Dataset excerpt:
##############################

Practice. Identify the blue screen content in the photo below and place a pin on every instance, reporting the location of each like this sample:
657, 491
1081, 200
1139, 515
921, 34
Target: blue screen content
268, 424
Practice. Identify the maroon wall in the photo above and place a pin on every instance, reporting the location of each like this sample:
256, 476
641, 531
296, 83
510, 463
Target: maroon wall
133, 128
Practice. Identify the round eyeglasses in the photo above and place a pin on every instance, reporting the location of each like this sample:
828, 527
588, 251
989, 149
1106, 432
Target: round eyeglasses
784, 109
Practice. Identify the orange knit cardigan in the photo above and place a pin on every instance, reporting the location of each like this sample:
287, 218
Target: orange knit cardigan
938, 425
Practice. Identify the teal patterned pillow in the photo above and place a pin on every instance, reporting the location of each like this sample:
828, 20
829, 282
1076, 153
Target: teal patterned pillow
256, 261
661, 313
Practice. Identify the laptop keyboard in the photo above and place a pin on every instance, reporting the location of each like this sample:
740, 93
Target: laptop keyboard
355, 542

##############################

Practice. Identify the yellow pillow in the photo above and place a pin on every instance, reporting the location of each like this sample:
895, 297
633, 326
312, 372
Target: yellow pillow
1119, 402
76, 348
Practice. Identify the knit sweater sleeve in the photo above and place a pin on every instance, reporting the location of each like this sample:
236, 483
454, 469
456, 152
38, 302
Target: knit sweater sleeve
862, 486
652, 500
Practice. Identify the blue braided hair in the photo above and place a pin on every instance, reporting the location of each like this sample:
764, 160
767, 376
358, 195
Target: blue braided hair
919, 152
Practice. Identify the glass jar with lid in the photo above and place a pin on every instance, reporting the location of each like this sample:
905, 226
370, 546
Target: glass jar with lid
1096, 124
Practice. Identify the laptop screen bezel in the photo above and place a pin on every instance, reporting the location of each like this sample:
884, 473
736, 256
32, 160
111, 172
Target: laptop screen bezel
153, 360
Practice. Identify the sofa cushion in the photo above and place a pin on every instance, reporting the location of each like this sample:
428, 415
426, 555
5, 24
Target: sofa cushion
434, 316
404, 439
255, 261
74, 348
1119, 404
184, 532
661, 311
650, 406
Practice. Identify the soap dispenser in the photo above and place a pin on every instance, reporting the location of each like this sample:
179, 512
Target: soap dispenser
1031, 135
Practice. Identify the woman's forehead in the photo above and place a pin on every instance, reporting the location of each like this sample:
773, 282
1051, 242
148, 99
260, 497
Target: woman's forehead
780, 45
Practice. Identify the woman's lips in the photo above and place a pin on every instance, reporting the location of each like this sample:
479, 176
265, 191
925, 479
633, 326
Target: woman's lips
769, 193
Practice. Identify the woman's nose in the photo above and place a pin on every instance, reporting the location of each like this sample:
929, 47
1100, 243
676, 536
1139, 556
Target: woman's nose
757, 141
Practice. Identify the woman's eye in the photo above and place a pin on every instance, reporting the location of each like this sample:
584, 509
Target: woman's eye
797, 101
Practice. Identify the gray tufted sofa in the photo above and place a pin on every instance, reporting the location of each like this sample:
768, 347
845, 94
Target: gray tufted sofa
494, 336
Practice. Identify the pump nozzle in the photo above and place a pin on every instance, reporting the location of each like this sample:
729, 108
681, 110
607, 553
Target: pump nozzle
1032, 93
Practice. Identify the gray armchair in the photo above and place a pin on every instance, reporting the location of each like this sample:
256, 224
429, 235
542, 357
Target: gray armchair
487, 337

##############################

Problem to work on: Please extract every line above that contains the word "screen", matching its case exactly.

Task solution:
Practice. Identify the blue screen content in the photo below and place a pin on every instance, reporting the location of each like this sample:
Target: blue screen content
Practice. Identify the laptop screen bezel in the photo above and place a pin on every instance, reporting the location of each like this sample:
Target: laptop screen bezel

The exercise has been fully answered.